-- Given instruction --
List each line of the material below that contains the word "wooden", copying the lines in full. Case counts.

-- Dataset excerpts --
--- Begin ---

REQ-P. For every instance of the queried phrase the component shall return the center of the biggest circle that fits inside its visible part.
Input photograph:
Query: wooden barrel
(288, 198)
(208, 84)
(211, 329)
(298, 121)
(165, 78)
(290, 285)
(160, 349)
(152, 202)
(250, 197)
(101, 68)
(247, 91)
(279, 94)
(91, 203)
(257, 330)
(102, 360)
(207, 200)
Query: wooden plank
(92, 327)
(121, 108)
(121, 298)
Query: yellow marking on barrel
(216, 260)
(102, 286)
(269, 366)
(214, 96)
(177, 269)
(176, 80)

--- End ---
--- Begin ---

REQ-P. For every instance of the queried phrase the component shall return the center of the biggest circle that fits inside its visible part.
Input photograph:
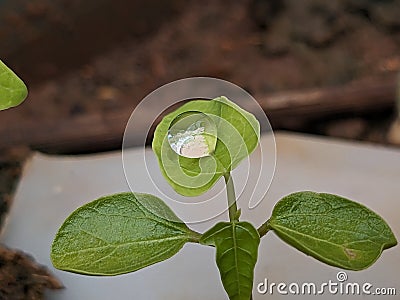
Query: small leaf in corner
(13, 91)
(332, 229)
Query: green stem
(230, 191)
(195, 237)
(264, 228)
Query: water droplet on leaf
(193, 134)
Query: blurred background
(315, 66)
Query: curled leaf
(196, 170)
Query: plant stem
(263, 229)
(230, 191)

--- End ---
--- Begin ---

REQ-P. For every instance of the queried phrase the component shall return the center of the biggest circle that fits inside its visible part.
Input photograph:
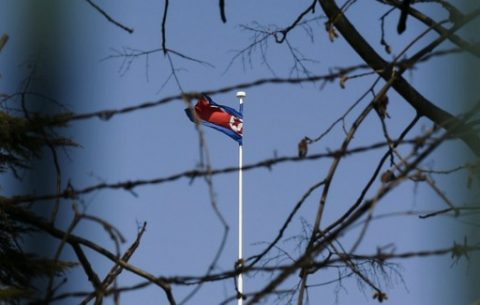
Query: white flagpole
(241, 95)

--- End ---

-- Response to the exercise --
Query: wooden barrel
Query: wooden plank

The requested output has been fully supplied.